[[ Records for the exercise, beginning ]]
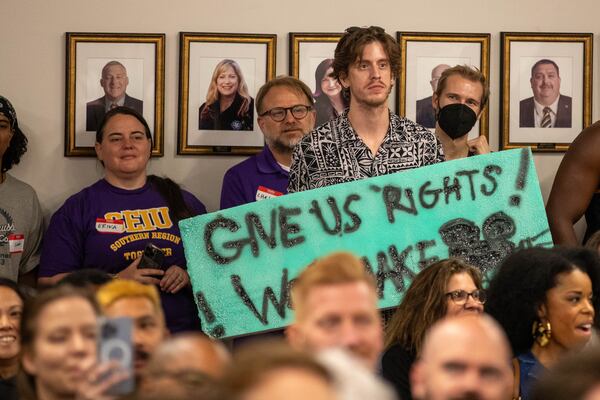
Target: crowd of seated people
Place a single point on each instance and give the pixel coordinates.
(91, 310)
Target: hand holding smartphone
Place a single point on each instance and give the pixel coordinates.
(153, 257)
(115, 346)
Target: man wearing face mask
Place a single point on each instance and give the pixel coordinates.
(458, 101)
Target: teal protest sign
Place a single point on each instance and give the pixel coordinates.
(242, 260)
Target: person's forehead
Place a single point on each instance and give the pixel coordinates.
(227, 69)
(456, 82)
(341, 296)
(115, 70)
(123, 122)
(67, 311)
(131, 306)
(375, 50)
(279, 96)
(545, 68)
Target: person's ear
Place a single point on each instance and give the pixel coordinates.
(435, 103)
(417, 380)
(27, 362)
(98, 148)
(343, 78)
(542, 312)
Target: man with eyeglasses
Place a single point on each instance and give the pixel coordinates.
(285, 114)
(368, 139)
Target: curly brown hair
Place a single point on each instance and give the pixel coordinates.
(424, 303)
(350, 48)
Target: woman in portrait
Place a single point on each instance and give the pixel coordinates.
(228, 105)
(108, 225)
(545, 299)
(329, 100)
(447, 287)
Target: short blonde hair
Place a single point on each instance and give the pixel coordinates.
(121, 288)
(334, 269)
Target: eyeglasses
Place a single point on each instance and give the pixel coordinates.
(461, 296)
(278, 114)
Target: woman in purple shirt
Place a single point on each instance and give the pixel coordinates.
(108, 225)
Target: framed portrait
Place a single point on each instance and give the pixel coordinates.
(424, 56)
(219, 76)
(106, 70)
(311, 59)
(546, 89)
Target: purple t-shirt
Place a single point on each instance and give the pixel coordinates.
(106, 227)
(256, 178)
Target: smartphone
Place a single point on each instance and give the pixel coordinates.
(114, 344)
(153, 257)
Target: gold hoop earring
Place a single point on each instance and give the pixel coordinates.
(541, 332)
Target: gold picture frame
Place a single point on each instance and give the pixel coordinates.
(143, 57)
(229, 131)
(568, 93)
(420, 53)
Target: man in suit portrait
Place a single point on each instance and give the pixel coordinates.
(547, 108)
(114, 81)
(425, 113)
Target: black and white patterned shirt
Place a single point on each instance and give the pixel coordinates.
(333, 153)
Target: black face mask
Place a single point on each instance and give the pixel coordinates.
(456, 119)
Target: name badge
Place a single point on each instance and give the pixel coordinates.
(265, 193)
(16, 243)
(114, 226)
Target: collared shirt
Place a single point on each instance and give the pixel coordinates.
(334, 153)
(257, 178)
(108, 104)
(539, 113)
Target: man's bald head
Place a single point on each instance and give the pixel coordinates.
(464, 357)
(191, 352)
(187, 363)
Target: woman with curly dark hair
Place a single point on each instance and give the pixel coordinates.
(447, 287)
(20, 213)
(329, 101)
(545, 300)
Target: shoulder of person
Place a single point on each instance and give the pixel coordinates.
(588, 140)
(19, 185)
(242, 168)
(192, 201)
(83, 198)
(412, 127)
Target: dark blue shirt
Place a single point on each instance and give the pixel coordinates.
(256, 178)
(530, 371)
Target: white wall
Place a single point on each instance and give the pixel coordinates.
(32, 62)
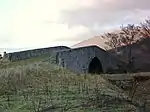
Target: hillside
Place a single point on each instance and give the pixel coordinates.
(40, 86)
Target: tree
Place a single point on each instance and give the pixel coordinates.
(122, 42)
(145, 28)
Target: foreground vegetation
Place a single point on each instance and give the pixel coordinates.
(44, 87)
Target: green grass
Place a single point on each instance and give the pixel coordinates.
(36, 85)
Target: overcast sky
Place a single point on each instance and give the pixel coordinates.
(43, 23)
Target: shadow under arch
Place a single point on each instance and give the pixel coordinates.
(95, 66)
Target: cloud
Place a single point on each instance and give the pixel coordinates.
(107, 12)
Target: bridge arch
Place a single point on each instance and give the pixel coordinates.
(95, 66)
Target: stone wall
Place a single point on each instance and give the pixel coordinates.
(79, 59)
(34, 53)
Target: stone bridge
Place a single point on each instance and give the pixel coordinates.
(91, 59)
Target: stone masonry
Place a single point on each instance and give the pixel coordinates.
(34, 53)
(79, 59)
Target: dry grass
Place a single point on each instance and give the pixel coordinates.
(41, 86)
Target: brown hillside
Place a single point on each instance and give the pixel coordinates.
(141, 51)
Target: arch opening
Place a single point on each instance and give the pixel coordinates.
(95, 66)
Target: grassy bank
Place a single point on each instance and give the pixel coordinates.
(43, 87)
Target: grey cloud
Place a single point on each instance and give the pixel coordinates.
(105, 13)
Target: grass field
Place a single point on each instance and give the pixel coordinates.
(39, 86)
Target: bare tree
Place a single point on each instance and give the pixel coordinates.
(122, 42)
(145, 28)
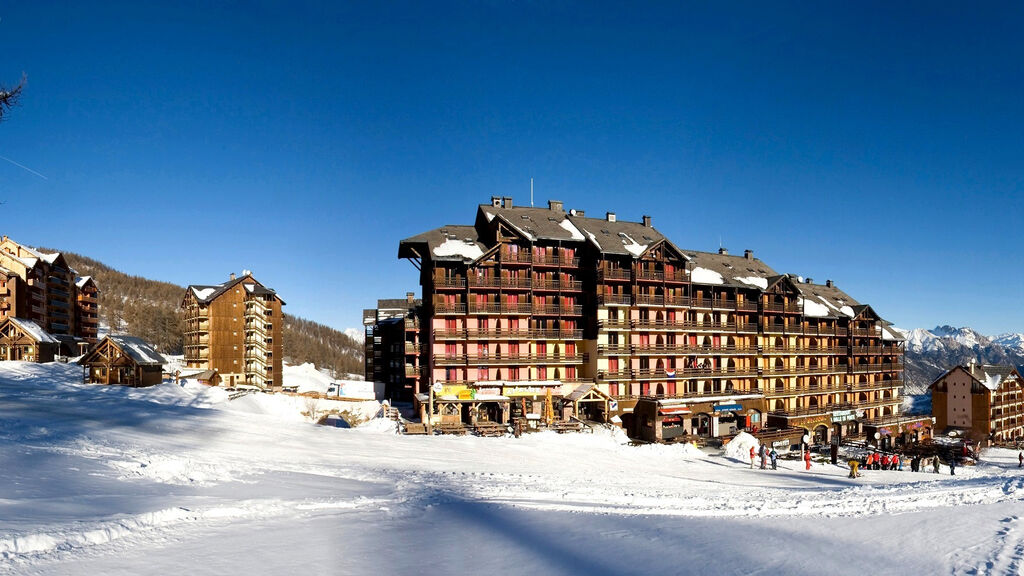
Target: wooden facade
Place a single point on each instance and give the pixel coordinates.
(124, 361)
(41, 287)
(25, 340)
(236, 328)
(544, 294)
(984, 402)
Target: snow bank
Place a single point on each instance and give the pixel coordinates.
(739, 447)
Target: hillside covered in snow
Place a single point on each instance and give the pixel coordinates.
(930, 353)
(105, 480)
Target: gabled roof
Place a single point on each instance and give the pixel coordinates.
(453, 243)
(207, 293)
(989, 375)
(532, 223)
(620, 237)
(136, 348)
(33, 330)
(713, 268)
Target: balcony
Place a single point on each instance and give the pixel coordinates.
(612, 274)
(450, 282)
(501, 307)
(872, 368)
(450, 307)
(557, 285)
(613, 299)
(550, 260)
(527, 334)
(659, 300)
(557, 310)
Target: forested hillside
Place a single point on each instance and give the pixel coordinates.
(150, 310)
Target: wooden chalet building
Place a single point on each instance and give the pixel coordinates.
(391, 352)
(527, 297)
(236, 328)
(982, 401)
(24, 339)
(123, 360)
(41, 287)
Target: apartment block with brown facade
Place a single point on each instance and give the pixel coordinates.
(529, 299)
(235, 328)
(392, 346)
(41, 287)
(984, 402)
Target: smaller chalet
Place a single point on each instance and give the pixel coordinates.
(123, 360)
(26, 340)
(982, 401)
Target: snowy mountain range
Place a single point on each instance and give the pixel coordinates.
(930, 353)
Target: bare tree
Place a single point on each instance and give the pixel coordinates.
(9, 96)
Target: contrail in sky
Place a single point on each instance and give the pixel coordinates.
(24, 167)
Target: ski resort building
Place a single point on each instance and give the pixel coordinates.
(530, 298)
(41, 287)
(24, 339)
(235, 328)
(391, 346)
(125, 361)
(983, 402)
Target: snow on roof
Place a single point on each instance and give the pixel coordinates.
(754, 281)
(812, 309)
(34, 330)
(705, 276)
(455, 247)
(633, 247)
(577, 235)
(137, 348)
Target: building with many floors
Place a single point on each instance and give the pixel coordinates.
(41, 287)
(982, 401)
(235, 328)
(391, 345)
(531, 299)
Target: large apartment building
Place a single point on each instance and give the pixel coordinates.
(41, 287)
(391, 347)
(530, 299)
(235, 328)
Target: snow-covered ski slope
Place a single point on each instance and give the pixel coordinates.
(180, 480)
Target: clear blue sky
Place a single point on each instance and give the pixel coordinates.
(878, 146)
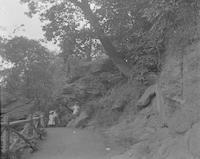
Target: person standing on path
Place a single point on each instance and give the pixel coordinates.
(75, 109)
(52, 118)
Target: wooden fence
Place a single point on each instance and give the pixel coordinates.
(13, 140)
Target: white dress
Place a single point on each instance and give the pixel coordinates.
(52, 118)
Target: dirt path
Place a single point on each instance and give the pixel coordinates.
(62, 143)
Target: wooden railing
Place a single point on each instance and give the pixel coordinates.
(12, 140)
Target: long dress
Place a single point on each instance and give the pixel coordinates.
(75, 109)
(52, 118)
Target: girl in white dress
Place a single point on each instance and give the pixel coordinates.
(52, 118)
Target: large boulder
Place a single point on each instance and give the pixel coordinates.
(180, 87)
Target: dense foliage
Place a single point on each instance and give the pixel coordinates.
(132, 32)
(29, 75)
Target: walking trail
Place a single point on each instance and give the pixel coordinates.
(63, 143)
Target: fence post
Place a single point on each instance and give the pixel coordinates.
(5, 136)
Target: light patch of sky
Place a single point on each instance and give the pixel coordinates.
(13, 22)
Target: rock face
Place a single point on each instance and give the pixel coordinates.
(179, 87)
(180, 80)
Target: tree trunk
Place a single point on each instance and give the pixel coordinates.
(111, 51)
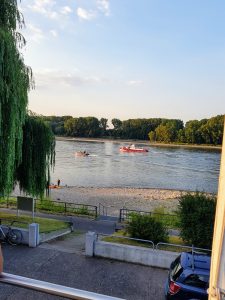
[[ Records for the exercise, end ]]
_What is being asked:_
How many lines of the records contain "brown"? Answer with the number only.

_Your response:_
3